Below are some records. Return exactly the lines from the one with "Target: tiger head" to the one with "the pink nose", and nothing else.

THE DATA:
Start of Block
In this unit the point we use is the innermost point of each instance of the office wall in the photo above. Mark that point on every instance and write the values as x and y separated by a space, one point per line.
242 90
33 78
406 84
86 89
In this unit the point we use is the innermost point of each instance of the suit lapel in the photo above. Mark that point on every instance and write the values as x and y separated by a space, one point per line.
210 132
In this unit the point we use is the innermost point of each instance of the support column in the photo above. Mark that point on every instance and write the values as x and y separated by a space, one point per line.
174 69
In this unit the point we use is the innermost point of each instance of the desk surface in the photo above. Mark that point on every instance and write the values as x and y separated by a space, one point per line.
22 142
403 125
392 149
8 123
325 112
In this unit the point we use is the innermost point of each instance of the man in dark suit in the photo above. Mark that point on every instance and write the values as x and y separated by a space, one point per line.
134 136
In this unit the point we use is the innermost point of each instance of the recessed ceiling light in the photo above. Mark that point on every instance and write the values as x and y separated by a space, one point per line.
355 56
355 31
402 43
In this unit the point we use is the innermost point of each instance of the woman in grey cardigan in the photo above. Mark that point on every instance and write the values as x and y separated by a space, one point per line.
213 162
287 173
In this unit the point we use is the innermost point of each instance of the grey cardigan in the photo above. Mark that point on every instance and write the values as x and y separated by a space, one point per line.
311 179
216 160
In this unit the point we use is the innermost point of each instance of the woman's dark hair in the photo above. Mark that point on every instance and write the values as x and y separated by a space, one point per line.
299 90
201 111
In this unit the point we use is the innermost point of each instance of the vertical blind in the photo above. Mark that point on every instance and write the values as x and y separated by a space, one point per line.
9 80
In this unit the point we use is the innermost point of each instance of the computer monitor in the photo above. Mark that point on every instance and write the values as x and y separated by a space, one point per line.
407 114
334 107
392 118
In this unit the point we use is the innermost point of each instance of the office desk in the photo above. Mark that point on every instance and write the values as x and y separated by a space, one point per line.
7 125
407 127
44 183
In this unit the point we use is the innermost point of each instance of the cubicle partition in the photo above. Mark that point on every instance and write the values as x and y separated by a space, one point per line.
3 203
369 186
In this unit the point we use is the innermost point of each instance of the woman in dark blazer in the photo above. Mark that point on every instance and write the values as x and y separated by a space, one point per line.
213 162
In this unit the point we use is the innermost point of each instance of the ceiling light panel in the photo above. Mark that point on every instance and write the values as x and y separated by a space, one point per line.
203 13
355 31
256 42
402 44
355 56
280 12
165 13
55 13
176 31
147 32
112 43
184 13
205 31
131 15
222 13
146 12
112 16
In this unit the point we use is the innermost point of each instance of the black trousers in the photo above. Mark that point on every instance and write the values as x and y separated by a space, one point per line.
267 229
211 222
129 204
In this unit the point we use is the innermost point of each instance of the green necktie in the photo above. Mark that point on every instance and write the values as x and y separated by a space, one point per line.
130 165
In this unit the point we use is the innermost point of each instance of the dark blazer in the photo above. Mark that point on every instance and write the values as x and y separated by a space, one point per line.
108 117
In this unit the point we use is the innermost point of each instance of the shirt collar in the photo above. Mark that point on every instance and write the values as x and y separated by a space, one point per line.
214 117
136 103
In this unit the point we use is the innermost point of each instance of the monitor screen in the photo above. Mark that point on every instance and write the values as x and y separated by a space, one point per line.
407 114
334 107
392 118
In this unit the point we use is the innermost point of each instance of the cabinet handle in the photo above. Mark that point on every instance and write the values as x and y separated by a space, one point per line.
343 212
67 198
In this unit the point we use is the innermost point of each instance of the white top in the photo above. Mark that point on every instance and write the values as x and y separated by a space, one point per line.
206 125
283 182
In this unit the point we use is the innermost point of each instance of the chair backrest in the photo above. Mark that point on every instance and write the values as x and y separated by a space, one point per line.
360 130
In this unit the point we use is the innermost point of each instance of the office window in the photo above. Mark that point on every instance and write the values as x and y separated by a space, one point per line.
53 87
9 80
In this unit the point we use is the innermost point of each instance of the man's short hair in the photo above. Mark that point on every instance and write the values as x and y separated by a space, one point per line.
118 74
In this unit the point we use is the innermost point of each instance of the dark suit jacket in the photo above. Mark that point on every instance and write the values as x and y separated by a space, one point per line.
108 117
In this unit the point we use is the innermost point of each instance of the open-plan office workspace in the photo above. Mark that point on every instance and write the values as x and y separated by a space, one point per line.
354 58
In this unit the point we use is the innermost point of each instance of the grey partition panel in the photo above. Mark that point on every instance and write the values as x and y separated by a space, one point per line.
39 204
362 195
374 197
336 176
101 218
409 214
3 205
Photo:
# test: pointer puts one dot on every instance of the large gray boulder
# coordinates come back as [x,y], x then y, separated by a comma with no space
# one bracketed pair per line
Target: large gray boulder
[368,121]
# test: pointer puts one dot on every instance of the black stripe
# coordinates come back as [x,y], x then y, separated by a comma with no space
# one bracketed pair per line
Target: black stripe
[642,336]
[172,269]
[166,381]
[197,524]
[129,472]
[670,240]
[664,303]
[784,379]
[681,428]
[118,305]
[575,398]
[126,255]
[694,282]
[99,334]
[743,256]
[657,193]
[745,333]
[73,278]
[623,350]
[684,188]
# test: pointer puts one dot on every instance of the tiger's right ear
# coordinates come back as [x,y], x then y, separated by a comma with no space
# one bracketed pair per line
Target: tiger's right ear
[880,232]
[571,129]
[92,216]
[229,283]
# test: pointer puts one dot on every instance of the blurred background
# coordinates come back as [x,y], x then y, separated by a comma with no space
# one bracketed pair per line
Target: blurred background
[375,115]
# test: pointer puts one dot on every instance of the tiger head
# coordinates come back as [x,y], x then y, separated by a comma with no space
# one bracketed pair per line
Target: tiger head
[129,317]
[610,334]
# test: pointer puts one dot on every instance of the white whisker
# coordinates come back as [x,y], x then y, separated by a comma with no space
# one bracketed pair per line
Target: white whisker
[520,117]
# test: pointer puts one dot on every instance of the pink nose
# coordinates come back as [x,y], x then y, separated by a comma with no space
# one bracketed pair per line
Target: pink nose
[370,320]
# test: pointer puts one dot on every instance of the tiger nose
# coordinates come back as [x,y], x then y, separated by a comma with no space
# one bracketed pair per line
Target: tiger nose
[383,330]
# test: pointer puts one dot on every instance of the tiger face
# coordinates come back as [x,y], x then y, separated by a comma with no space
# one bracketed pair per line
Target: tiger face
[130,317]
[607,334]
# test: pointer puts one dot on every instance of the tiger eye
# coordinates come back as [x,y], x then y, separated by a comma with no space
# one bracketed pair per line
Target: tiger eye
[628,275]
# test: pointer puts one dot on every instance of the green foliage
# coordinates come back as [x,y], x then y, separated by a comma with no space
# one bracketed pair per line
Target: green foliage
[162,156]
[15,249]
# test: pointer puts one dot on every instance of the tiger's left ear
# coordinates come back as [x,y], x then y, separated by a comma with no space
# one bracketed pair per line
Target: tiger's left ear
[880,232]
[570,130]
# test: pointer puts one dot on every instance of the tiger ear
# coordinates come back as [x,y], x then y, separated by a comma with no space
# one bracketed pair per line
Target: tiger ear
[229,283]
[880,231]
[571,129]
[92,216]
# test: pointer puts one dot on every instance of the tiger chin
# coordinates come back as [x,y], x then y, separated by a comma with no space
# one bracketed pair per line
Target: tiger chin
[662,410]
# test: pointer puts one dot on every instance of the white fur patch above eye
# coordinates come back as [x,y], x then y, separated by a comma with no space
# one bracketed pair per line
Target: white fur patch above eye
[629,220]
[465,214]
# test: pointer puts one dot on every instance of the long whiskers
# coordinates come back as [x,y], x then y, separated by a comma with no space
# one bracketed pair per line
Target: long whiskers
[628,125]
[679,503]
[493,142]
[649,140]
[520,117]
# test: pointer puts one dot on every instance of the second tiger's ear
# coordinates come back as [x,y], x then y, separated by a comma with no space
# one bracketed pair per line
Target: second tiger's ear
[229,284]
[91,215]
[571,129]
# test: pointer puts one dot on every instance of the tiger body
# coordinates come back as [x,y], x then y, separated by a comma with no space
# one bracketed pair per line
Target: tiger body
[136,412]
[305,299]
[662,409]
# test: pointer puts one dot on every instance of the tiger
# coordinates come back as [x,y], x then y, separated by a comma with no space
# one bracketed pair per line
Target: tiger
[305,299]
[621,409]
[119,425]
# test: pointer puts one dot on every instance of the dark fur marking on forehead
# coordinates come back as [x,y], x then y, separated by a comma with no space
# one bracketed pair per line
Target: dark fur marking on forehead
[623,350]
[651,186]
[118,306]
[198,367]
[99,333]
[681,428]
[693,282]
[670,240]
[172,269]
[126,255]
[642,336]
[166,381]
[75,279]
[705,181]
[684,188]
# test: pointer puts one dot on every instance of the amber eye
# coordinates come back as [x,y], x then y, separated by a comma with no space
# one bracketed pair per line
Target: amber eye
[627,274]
End of Block
EXERCISE RESPONSE:
Target: tiger head
[129,317]
[610,334]
# test: pointer puts one dot on every instance of the white whisker
# coordinates come back as [x,y], x then y, separated by a comma with no space
# one bracketed pair per line
Target: white whisker
[520,117]
# test: pointer puts one dot on every instance of the pink nose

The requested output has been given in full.